▸ PROBLEM REQUIREMENTS: Identify each line in the listing below that contains the string "person", and copy those lines in full. Matching is case-sensitive.

Region annotation listing:

******************************

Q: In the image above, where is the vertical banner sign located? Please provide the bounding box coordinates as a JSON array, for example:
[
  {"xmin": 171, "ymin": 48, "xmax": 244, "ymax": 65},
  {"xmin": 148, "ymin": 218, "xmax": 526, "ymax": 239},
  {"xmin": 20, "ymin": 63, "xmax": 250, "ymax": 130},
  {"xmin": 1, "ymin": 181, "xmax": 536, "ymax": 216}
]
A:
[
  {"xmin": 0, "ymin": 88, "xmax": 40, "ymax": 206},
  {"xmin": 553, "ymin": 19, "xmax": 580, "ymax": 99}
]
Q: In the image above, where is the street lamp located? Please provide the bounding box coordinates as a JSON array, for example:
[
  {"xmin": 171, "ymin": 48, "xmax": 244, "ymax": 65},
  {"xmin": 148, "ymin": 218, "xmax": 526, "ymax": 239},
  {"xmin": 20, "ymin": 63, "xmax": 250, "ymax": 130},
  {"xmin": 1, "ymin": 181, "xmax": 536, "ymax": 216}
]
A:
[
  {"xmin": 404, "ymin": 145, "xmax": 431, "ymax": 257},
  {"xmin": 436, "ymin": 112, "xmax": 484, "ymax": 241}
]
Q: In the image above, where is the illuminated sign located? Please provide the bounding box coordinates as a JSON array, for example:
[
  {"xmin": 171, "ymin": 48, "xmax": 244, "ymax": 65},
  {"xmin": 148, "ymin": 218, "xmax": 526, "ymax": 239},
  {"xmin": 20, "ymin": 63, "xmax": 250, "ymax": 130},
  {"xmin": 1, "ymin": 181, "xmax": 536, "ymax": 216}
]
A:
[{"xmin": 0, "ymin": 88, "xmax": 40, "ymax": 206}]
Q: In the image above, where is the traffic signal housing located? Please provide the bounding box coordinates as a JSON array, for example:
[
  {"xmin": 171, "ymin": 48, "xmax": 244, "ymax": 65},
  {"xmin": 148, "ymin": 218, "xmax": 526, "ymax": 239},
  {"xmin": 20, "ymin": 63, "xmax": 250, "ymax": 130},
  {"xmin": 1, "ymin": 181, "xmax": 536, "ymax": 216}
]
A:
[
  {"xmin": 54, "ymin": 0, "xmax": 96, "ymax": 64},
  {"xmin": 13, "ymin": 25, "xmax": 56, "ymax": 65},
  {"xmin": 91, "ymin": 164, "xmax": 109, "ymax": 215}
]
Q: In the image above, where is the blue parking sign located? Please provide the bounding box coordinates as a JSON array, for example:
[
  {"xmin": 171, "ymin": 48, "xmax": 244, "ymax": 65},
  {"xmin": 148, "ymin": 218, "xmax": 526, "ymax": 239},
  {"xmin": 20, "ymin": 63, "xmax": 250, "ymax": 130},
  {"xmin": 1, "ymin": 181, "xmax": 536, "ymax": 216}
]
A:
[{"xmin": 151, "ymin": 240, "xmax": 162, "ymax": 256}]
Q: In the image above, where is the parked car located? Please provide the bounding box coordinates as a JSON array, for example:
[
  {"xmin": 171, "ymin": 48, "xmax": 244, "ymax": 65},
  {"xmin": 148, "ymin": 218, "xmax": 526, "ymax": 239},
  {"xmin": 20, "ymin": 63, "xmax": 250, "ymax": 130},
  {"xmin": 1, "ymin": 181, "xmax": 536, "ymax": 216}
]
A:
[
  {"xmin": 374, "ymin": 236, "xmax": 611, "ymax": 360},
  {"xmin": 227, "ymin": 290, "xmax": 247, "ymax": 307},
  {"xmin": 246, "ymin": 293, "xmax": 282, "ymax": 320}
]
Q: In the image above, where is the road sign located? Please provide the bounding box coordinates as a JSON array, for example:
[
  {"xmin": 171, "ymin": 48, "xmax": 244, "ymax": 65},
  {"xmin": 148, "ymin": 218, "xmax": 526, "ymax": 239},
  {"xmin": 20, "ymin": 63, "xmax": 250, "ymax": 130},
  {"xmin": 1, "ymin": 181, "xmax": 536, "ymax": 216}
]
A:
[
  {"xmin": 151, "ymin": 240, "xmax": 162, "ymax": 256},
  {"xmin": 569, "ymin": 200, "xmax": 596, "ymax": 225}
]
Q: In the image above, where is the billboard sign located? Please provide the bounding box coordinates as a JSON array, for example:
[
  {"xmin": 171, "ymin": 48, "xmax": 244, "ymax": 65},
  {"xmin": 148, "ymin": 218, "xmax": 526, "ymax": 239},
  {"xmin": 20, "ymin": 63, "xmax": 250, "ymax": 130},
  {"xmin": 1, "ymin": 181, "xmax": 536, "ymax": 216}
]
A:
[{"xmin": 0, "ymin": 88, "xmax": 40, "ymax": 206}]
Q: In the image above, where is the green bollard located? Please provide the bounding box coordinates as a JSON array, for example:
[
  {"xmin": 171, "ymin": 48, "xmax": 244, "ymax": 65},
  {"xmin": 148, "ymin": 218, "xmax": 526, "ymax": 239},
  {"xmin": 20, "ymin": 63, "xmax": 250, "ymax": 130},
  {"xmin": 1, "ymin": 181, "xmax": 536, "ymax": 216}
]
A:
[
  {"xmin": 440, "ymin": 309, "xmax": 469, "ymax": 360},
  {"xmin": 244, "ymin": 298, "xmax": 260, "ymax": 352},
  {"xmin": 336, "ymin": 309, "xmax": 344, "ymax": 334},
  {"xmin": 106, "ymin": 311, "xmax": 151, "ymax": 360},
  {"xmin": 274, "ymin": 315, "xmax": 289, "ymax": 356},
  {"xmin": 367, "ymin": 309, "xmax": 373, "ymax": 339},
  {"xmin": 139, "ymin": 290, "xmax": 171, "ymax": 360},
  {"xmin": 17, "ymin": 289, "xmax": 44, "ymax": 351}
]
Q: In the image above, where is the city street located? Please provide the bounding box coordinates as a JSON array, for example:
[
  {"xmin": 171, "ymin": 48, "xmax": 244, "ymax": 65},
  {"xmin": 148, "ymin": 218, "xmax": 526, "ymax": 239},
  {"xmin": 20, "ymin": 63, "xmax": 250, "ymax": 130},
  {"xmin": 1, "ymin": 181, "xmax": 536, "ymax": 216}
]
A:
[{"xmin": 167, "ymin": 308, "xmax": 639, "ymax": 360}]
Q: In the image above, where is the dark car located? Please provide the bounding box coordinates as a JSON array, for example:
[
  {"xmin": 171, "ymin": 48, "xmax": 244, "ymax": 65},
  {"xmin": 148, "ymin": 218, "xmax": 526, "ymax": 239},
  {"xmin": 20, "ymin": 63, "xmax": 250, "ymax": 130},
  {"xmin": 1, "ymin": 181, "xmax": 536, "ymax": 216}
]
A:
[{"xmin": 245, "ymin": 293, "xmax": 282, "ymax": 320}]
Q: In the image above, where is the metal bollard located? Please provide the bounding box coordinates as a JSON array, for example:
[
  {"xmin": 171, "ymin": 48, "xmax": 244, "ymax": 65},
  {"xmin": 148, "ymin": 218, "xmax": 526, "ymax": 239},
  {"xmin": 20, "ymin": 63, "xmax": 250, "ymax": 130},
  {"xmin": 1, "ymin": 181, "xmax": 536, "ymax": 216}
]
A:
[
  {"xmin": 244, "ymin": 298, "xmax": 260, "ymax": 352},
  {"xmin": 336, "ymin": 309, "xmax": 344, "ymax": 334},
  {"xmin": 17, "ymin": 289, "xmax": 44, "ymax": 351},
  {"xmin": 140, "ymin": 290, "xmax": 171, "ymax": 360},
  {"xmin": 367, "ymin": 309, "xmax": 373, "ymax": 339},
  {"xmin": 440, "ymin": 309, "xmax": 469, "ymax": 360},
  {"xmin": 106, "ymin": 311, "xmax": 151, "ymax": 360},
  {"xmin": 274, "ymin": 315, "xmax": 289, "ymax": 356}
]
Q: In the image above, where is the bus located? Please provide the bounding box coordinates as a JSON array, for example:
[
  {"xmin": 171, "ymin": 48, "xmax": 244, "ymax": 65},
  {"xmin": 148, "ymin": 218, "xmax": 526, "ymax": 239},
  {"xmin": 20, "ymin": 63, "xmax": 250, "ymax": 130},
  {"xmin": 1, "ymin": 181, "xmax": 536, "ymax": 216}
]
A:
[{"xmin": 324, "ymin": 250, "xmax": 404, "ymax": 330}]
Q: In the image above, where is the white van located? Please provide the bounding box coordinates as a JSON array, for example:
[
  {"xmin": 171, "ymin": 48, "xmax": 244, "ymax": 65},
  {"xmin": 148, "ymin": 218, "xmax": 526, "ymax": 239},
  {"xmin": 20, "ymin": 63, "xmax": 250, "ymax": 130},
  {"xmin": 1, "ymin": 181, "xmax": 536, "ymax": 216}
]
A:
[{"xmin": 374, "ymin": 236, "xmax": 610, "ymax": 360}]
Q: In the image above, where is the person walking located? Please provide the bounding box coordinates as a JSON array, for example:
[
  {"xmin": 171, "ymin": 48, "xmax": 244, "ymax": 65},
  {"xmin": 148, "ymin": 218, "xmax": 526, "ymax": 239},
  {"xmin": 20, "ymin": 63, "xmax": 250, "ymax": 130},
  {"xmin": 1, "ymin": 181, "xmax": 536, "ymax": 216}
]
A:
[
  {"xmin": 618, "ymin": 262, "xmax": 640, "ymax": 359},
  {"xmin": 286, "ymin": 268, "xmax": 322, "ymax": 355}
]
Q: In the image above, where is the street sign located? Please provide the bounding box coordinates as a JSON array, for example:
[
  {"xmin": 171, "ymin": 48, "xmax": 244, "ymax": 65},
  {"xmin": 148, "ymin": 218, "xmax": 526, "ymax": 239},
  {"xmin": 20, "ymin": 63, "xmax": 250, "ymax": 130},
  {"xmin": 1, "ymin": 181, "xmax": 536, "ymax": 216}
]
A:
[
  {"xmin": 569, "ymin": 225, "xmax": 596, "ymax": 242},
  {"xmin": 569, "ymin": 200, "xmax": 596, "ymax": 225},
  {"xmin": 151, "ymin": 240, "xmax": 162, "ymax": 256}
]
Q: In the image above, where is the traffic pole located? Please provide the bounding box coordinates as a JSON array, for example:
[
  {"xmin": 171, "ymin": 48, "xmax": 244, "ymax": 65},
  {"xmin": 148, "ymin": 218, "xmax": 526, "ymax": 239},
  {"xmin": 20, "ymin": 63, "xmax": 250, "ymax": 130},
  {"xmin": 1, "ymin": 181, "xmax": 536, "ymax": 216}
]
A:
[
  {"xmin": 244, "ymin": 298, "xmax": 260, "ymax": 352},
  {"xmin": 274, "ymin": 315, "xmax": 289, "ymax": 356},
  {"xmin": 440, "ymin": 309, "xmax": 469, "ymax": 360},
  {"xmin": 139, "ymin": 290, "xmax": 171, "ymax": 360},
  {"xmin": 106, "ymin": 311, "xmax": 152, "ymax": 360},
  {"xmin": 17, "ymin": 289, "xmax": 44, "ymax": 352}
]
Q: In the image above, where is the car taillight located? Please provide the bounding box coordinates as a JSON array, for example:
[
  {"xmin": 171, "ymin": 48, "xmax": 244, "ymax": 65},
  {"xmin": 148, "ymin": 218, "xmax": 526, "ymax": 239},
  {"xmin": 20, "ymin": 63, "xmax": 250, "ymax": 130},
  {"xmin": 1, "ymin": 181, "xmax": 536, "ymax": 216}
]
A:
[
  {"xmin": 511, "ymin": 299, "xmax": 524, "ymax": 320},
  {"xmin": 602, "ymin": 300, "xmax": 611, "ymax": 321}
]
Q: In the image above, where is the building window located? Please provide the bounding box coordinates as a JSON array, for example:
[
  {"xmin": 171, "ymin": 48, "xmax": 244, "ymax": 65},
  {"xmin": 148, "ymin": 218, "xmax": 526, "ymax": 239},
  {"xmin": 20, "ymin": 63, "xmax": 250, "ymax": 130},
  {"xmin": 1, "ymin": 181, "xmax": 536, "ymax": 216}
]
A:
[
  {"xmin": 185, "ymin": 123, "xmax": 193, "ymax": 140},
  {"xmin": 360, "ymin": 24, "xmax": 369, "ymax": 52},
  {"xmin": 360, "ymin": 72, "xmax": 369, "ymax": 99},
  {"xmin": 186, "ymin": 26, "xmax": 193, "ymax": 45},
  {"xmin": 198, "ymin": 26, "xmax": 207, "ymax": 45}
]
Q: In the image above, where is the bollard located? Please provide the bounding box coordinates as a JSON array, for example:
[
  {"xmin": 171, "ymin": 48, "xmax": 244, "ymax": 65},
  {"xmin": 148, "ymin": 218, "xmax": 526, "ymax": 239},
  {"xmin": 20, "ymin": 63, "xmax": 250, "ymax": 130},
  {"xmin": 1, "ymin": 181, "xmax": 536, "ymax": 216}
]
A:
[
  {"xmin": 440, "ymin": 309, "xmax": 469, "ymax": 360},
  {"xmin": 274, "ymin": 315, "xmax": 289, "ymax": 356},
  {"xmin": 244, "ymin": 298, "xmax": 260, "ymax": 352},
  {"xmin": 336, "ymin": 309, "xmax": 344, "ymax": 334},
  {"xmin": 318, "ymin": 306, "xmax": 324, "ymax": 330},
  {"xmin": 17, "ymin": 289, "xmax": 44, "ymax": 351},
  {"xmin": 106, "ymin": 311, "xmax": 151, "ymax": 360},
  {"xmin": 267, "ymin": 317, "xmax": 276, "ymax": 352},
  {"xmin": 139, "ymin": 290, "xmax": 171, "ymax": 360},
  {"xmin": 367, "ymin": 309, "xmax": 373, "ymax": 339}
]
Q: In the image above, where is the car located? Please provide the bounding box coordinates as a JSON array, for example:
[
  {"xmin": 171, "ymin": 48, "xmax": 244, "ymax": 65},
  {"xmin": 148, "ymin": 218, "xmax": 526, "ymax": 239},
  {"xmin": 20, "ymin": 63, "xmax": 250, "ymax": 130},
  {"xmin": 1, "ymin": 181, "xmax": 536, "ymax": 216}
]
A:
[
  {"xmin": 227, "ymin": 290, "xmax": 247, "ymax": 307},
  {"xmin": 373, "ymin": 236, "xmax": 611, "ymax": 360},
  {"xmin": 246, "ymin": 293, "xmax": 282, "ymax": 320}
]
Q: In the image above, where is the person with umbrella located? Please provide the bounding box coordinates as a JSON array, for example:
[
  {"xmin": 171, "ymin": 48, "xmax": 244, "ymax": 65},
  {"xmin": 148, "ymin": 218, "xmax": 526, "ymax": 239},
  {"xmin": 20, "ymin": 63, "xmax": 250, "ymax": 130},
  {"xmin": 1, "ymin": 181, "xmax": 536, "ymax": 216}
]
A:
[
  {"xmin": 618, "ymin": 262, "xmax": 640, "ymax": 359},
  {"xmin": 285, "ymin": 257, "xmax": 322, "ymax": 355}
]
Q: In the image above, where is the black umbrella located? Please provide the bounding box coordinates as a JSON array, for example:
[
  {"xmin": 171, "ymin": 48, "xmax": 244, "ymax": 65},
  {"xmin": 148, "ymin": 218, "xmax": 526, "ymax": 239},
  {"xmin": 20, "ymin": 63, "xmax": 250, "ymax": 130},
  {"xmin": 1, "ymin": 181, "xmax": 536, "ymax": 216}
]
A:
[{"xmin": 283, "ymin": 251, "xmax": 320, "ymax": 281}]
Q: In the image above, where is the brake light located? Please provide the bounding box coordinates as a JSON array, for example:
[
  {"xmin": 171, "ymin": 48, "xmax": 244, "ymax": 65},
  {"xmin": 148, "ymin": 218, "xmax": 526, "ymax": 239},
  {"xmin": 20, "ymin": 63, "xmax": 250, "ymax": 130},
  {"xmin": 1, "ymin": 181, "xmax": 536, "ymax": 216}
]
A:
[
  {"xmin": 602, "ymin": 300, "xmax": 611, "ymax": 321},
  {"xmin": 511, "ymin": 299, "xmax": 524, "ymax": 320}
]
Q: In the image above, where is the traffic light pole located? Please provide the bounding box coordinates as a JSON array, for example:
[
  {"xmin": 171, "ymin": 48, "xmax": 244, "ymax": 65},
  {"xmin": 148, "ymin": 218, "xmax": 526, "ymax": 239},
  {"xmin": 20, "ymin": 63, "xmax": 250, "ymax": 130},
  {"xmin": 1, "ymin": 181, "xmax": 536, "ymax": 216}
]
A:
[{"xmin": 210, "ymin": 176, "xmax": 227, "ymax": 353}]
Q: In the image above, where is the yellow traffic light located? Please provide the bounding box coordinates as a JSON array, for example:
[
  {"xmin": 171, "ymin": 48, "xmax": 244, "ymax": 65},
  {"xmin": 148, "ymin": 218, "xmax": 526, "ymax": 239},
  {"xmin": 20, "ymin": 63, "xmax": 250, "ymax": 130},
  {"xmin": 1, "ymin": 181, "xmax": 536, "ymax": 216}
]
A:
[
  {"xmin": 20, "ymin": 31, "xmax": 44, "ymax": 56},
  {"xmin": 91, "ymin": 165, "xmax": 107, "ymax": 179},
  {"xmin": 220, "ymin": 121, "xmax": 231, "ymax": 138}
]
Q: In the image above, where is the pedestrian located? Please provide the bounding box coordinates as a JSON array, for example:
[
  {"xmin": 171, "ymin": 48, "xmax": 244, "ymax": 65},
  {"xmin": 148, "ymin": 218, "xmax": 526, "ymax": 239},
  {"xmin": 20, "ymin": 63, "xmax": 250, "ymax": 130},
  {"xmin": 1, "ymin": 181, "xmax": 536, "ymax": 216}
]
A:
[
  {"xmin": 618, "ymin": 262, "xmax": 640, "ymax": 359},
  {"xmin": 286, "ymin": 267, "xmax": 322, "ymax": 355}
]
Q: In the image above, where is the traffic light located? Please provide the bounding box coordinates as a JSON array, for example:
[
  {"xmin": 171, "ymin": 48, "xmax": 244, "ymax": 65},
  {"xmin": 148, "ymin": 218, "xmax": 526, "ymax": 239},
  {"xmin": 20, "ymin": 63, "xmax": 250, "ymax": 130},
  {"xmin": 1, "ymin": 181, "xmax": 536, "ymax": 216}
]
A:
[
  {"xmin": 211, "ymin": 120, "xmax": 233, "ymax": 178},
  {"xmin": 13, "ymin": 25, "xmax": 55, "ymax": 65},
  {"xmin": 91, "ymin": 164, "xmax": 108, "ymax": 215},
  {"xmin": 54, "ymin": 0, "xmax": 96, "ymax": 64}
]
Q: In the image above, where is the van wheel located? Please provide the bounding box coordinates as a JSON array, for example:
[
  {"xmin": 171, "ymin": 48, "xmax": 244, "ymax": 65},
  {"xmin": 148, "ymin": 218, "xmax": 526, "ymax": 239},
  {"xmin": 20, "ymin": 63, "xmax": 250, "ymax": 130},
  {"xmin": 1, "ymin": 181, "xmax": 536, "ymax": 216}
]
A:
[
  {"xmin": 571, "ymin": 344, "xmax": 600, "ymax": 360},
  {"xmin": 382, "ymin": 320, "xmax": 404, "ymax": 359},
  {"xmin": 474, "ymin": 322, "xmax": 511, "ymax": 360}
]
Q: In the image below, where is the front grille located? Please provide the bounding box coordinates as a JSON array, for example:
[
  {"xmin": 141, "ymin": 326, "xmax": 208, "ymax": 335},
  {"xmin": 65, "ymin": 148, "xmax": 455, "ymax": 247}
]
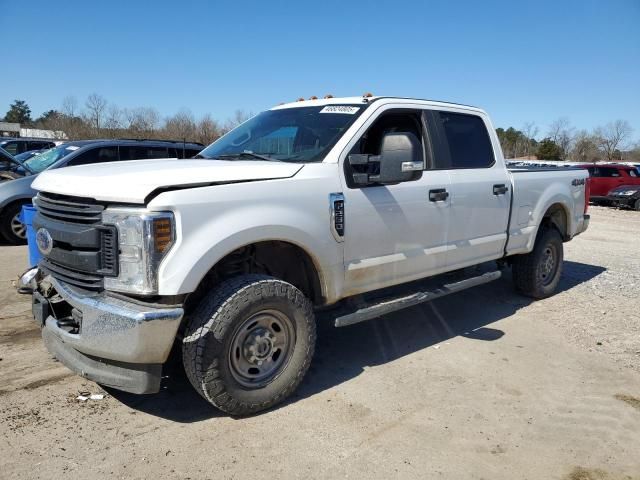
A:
[
  {"xmin": 33, "ymin": 192, "xmax": 118, "ymax": 290},
  {"xmin": 36, "ymin": 192, "xmax": 104, "ymax": 225},
  {"xmin": 38, "ymin": 258, "xmax": 103, "ymax": 291},
  {"xmin": 100, "ymin": 227, "xmax": 118, "ymax": 276}
]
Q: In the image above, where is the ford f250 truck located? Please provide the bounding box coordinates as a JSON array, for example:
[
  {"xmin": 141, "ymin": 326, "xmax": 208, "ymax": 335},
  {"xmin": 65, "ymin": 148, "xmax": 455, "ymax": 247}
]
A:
[{"xmin": 23, "ymin": 97, "xmax": 589, "ymax": 415}]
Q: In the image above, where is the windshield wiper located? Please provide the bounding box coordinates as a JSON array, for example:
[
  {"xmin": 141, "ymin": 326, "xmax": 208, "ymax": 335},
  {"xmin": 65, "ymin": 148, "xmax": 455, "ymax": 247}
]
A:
[{"xmin": 216, "ymin": 151, "xmax": 280, "ymax": 162}]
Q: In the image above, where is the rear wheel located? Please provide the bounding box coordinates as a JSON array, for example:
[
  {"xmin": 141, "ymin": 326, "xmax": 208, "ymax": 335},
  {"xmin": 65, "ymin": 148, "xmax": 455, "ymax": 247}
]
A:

******************************

▸ TASK RESULT:
Q: In the image above, where is the person walking located? Please provide the bounding box coordinates as a JSON array, for example:
Q: In the image above, where is the person with umbrella located? Please provide the bounding box coordinates as a JSON array, for example:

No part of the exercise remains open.